§ **Task statement**
Copy the lines from the one containing "</instance>" through the end of the items, both ends included, reproducing each line exactly.

BEGIN

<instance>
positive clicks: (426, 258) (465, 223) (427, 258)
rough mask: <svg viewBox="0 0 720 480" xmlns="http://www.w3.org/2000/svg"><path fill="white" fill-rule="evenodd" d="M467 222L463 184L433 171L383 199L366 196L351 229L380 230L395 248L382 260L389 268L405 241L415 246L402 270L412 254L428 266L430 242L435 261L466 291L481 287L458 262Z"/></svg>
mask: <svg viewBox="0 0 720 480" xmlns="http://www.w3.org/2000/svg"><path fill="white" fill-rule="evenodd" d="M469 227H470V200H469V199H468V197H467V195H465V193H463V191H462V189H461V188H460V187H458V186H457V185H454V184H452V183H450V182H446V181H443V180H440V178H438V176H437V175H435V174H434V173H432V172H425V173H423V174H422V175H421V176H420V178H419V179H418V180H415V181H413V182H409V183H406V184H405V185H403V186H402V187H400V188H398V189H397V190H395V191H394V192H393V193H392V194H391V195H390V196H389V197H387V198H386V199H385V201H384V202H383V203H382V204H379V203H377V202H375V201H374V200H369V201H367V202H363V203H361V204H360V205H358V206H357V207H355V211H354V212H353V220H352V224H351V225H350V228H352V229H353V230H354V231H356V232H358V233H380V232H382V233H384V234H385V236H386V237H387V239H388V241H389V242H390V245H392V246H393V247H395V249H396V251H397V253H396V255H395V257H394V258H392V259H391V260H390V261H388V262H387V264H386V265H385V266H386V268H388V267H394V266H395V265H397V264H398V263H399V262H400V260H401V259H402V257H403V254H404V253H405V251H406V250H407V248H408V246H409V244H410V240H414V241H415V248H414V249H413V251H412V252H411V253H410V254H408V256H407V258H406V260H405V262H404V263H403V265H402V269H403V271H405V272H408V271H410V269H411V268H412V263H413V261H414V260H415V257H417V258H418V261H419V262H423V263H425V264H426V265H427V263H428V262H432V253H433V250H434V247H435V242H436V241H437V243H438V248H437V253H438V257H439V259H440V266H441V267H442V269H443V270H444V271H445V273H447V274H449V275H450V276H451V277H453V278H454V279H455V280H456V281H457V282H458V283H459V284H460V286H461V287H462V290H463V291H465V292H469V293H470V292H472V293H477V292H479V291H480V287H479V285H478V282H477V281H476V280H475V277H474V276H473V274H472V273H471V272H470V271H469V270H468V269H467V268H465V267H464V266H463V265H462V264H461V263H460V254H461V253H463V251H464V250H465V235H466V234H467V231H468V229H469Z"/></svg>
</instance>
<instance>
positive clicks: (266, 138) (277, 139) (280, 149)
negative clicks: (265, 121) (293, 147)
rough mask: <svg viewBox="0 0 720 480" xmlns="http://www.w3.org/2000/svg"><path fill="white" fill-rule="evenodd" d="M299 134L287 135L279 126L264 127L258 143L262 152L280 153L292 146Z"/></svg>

END

§ **Exercise solution**
</instance>
<instance>
positive clicks: (266, 138) (277, 139) (280, 149)
negative clicks: (265, 121) (293, 147)
rough mask: <svg viewBox="0 0 720 480" xmlns="http://www.w3.org/2000/svg"><path fill="white" fill-rule="evenodd" d="M299 134L287 135L279 126L264 127L258 143L262 152L280 153L292 146Z"/></svg>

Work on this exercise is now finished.